+++ Data +++
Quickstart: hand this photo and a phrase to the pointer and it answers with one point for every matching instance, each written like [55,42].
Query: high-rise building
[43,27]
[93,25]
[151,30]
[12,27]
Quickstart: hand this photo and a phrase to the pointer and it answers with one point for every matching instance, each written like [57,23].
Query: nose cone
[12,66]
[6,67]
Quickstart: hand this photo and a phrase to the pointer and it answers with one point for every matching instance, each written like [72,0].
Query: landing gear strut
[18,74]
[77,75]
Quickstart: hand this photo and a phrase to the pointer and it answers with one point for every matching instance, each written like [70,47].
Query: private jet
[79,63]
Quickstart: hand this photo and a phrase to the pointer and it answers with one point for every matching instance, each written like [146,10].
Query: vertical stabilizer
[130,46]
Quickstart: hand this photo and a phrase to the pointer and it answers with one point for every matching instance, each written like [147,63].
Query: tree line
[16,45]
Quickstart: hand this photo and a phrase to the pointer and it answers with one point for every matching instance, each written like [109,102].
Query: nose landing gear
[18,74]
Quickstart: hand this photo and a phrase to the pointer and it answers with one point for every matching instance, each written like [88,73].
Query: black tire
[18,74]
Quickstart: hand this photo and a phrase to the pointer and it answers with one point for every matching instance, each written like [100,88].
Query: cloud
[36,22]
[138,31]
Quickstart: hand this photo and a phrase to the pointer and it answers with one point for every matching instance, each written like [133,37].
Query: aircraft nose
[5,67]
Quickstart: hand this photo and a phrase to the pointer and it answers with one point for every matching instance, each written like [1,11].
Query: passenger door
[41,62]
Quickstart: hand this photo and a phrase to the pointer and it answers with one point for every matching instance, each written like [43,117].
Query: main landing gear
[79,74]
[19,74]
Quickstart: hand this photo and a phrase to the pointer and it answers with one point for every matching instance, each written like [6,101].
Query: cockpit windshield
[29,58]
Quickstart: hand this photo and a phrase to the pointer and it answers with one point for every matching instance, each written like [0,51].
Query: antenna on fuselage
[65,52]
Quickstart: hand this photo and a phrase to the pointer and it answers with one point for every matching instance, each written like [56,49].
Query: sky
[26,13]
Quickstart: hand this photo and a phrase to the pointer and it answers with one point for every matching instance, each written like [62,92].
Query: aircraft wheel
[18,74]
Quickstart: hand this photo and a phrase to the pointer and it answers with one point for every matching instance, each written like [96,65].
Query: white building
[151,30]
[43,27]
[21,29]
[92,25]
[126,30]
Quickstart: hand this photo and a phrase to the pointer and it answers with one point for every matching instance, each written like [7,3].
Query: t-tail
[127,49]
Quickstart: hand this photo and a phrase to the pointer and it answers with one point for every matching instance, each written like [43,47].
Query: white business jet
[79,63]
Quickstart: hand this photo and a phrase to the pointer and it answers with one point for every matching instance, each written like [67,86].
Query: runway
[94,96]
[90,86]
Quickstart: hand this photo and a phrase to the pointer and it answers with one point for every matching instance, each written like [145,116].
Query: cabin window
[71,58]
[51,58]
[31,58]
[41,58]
+++
Reproduce the entire listing above line for line, without changing a single character.

## Exercise result:
Quickstart: hand this photo and a phrase to the pointer and it answers with one point for every matching instance, each written like [55,42].
Query: high-rise building
[43,27]
[93,25]
[151,30]
[12,27]
Quickstart: hand this photo and a phrase to the pointer and it answers with one point for every matching instance, each written like [57,23].
Query: nose cone
[12,66]
[6,67]
Quickstart: hand this photo and a phrase to the pointer and it answers with one point for every matching instance, each written like [72,0].
Query: landing gear strut
[18,74]
[77,75]
Quickstart: hand this photo and a phrase to the pointer and it answers with one point for every matching instance, each written like [70,47].
Query: private jet
[79,63]
Quickstart: hand this photo and a phrase to the pointer and it answers with one point for every matching instance, each written like [146,10].
Query: vertical stabilizer
[130,46]
Quickstart: hand this photo and a phrase to the pointer and it answers with one point for every matching instance, each written like [147,63].
Query: tree line
[16,45]
Quickstart: hand this photo and a phrase to the pointer and it answers with one point for every matching instance, each written like [109,102].
Query: nose landing gear
[18,74]
Quickstart: hand this photo and a phrase to the pointer and it answers with one point for every matching instance, each written like [88,73].
Query: black tire
[18,74]
Quickstart: hand this photo and a phrase to the pointer and it answers with one point for every matching instance, each written like [100,88].
Query: cloud
[36,22]
[138,31]
Quickstart: hand this photo and a phrase to the pointer and it answers with one point for every matching instance, each written like [133,37].
Query: aircraft nose
[5,67]
Quickstart: hand this photo and a phrase to the pointer and it answers with one point for every matching instance, each written like [1,11].
Query: passenger door
[41,62]
Quickstart: hand this photo and a phrase to the pointer and it answers with one point for every matching instance, each written like [43,117].
Query: main landing gear
[79,74]
[19,74]
Quickstart: hand this photo and a phrase to the pointer and it answers with one point for every matching instance, each written like [6,101].
Query: cockpit windshield
[29,58]
Quickstart: hand this photo and a phrase to the pointer and it answers with one point for every matching instance, each written like [0,51].
Query: antenna on fuselage
[65,52]
Quickstart: hand this photo and a phrase to the pointer and it answers with one point for every matching instance, each written like [56,49].
Query: sky
[26,13]
Quickstart: hand this photo and a phrase to the pointer and it answers with one point for every matching instance, each written like [62,92].
Query: aircraft wheel
[18,74]
Quickstart: hand this photo and a phrase to the pointer and it answers with one point for every matching instance, each written like [96,65].
Query: white building
[151,30]
[43,27]
[21,29]
[92,25]
[126,30]
Quickstart: hand this photo and a phrase to the pointer and it answers with one point for every matching instance, each written like [7,3].
Query: t-tail
[127,49]
Quickstart: hand this photo and a phrase to the pointer and it answers with one point for every matching instance, each written like [43,47].
Query: white business jet
[79,63]
Quickstart: hand this photo and a phrase to the pointer and it answers with one point for every matching instance, each written like [67,86].
Query: runway
[94,96]
[90,86]
Quickstart: hand this photo and a phrase to the pointer and it answers with one point for every matching instance, each written like [145,116].
Query: cabin window
[71,58]
[51,58]
[31,58]
[41,58]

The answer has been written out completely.